#### Reading text
Statement of Teaching Progress
However, like many people reckoning with the realities of white-body supremacy, I’m finding that my pedagogy must do more than “include” students: it needs to become what bell hooks calls “a practice of freedom.” I’ve tended to perceive my students primarily as learners and to consider my role as a teacher in terms of their learning: how can I best support students’ learning and growth? However, I know that this limited perception of my students (as learners and little else) is born from my own privilege. It’s impossible to leave our identities “at the door” when we enter a classroom space, even though so much of current pedagogical practice seems assume we can. This is a problem.
I’m in the process of developing better ways of both encouraging students to express their intersectional identities in conjunction with their role as learner and allowing myself to be a learner in a diverse and inclusive space in conjunction with my role as teacher. And, even as I’ve revised (and continue to revise) many of my course materials, I know that I must continue challenging and resisting the white-body and -language supremacy embedded within the structures of higher education and especially within the writing classroom where it’s much too easy to police students’ linguistic habits.
In working toward this goal, I seek to apply intersectional approaches to Universal Design for Learning (UDL). I continue to use rhetorical tools and models to help students identify, categorize, and troubleshoot the writing challenges they encounter in my class. For example, when students are developing paragraphs for an analytical essay, we apply the “levels of generality” model to diagnose how ideas that are too specific or too general can obfuscate the point of a paragraph. When my upper-level students are introducing the significance of their research in grant proposals, we use the “novelty moves” (an adaptation of Swale’s CARS model) to discern the most effective way to articulate the proposal’s contribution. Each of these tools is flexible, and I work to demonstrate for students how each tool can be adapted to different audiences, genres, and contexts.

#### Given data
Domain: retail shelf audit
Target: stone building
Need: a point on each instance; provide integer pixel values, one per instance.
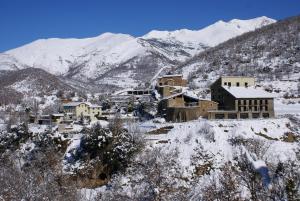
(181, 107)
(239, 98)
(177, 106)
(170, 84)
(82, 109)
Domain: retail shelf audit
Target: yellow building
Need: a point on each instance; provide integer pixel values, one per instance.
(239, 98)
(82, 109)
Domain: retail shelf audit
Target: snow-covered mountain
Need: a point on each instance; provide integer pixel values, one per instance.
(120, 59)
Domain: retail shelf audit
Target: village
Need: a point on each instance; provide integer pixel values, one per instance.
(232, 97)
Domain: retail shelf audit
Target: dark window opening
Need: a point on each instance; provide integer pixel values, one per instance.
(232, 116)
(219, 116)
(265, 115)
(244, 116)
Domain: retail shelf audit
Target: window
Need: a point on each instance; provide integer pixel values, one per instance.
(244, 116)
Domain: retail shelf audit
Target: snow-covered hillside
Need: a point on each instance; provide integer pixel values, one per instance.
(213, 34)
(110, 57)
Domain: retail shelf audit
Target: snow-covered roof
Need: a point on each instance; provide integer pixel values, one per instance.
(172, 96)
(186, 95)
(174, 75)
(74, 104)
(248, 92)
(58, 115)
(95, 106)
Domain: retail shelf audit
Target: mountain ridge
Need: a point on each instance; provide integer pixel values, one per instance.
(90, 59)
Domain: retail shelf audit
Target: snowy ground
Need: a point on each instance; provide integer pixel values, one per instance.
(188, 137)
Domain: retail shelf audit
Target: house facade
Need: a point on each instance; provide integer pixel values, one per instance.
(181, 107)
(170, 84)
(239, 98)
(82, 110)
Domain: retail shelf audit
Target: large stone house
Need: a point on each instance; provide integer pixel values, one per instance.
(82, 110)
(170, 84)
(238, 97)
(182, 107)
(177, 106)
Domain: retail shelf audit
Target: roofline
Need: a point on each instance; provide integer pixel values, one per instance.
(173, 75)
(224, 76)
(270, 97)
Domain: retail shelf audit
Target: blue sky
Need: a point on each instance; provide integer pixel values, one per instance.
(23, 21)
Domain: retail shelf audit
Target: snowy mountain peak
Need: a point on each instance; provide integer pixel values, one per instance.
(93, 58)
(213, 34)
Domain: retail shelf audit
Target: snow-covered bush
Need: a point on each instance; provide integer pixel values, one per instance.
(111, 149)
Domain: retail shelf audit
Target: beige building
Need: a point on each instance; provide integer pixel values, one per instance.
(239, 98)
(181, 107)
(171, 80)
(82, 109)
(57, 118)
(170, 84)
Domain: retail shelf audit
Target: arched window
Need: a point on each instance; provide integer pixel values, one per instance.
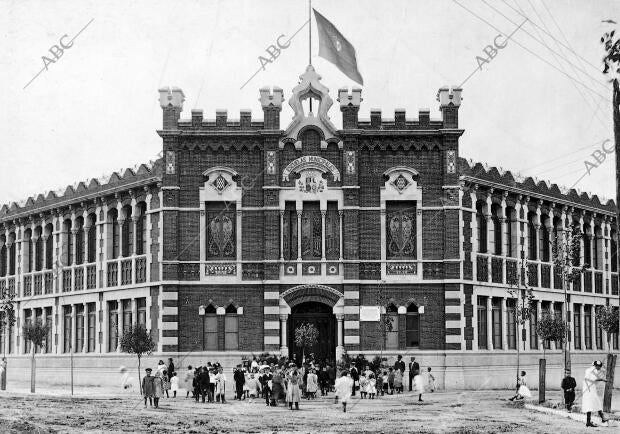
(481, 224)
(127, 243)
(614, 251)
(544, 238)
(79, 241)
(598, 248)
(39, 248)
(231, 328)
(141, 229)
(532, 241)
(28, 250)
(497, 229)
(68, 236)
(92, 238)
(587, 245)
(511, 231)
(310, 139)
(12, 250)
(3, 256)
(401, 229)
(391, 336)
(113, 232)
(209, 341)
(413, 326)
(49, 246)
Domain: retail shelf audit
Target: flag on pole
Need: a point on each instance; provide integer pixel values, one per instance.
(335, 48)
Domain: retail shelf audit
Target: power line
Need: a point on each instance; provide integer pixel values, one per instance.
(533, 53)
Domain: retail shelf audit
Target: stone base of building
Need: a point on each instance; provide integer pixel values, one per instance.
(452, 370)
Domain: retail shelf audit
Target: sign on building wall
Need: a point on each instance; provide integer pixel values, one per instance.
(370, 313)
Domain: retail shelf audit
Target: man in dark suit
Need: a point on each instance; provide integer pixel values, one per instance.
(414, 369)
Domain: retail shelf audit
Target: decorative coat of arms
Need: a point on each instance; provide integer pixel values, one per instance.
(311, 182)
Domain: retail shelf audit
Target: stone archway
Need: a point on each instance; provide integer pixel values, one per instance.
(303, 302)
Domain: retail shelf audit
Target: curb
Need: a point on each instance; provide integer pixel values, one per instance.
(579, 417)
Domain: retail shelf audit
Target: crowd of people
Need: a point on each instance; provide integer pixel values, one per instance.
(282, 382)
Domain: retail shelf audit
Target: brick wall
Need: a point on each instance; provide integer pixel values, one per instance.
(249, 297)
(432, 322)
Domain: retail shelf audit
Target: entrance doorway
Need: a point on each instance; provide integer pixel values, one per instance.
(322, 317)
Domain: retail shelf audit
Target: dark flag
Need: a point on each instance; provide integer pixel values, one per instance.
(335, 48)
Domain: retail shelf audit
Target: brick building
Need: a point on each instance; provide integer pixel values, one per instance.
(243, 230)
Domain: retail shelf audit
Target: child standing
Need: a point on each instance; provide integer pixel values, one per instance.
(379, 383)
(430, 381)
(398, 380)
(372, 386)
(174, 384)
(148, 388)
(363, 386)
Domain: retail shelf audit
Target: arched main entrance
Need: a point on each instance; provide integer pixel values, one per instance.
(322, 317)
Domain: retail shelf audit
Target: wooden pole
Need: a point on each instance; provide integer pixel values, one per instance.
(542, 373)
(33, 367)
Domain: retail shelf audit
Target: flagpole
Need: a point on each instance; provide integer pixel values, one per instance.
(310, 32)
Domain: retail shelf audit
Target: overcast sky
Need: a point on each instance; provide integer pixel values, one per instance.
(95, 109)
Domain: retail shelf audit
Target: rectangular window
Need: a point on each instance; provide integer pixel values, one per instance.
(48, 322)
(231, 328)
(497, 323)
(127, 316)
(587, 326)
(597, 329)
(587, 250)
(141, 311)
(311, 231)
(400, 230)
(332, 231)
(577, 326)
(533, 325)
(511, 324)
(557, 313)
(79, 328)
(289, 232)
(210, 332)
(67, 326)
(413, 330)
(482, 323)
(221, 231)
(92, 327)
(391, 337)
(112, 326)
(27, 321)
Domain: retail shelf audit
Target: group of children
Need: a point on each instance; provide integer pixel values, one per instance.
(275, 383)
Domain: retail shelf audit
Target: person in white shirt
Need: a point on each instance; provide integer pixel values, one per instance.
(344, 389)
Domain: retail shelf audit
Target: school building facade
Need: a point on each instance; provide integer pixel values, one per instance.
(243, 230)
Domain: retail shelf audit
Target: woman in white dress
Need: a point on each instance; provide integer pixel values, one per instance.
(344, 389)
(523, 391)
(418, 383)
(590, 401)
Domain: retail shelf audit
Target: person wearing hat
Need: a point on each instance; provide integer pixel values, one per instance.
(148, 388)
(590, 401)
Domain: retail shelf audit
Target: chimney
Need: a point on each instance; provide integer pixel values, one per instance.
(375, 118)
(271, 101)
(221, 117)
(350, 106)
(171, 102)
(399, 119)
(449, 103)
(196, 118)
(245, 119)
(424, 118)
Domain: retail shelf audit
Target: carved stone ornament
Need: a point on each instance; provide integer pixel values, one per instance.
(310, 87)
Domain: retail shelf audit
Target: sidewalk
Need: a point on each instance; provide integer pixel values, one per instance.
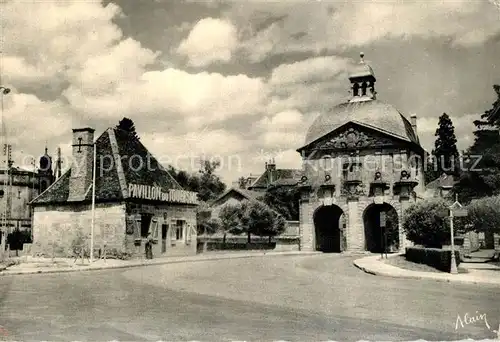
(30, 265)
(375, 266)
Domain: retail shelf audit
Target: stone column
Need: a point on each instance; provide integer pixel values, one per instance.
(306, 226)
(355, 229)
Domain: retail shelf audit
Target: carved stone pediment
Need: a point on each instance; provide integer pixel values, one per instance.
(354, 137)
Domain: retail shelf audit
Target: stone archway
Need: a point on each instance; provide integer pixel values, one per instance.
(328, 227)
(374, 234)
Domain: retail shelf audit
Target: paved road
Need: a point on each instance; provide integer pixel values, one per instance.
(306, 298)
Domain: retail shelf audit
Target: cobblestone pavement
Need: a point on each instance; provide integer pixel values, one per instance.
(306, 298)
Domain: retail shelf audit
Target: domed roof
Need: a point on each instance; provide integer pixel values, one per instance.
(360, 70)
(372, 113)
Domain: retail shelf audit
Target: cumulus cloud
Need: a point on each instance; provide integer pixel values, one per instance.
(100, 74)
(210, 40)
(323, 26)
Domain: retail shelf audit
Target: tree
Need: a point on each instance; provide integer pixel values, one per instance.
(211, 185)
(482, 176)
(128, 125)
(285, 200)
(445, 147)
(277, 228)
(229, 220)
(212, 226)
(260, 220)
(484, 214)
(427, 223)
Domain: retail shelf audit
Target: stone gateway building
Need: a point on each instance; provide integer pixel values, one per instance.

#### Instructions
1) Answer these questions from the teaching statement:
(a) Whose phrase "a practice of freedom" does the writer use to describe what pedagogy should become?
(b) Which model helps students see how ideas that are too specific or too general can obscure a paragraph's point?
(c) Of what model are the "novelty moves" an adaptation?
2) Rewrite the paragraph of the teaching statement that begins "In working toward this goal" as a short bulleted list, keeping its main facts.
3) In the teaching statement, why does the writer single out the writing classroom as a place where white-body and -language supremacy must be resisted?
Rely only on the teaching statement, not on the data.

#### Task solutions
1)
(a) bell hooks
(b) The "levels of generality" model
(c) Swale's CARS model

2)
- The writer applies intersectional approaches to Universal Design for Learning (UDL).
- Rhetorical tools and models help students identify, categorize, and troubleshoot their writing challenges.
- For analytical essay paragraphs, the "levels of generality" model shows how ideas that are too specific or too general can obfuscate a paragraph's point.
- For grant proposals, upper-level students use the "novelty moves," an adaptation of Swale's CARS model, to find the most effective way to state the proposal's contribution.
- These tools are flexible, and the writer shows how each can be adapted to different audiences, genres, and contexts.

3) In the writing classroom it is much too easy to police students' linguistic habits.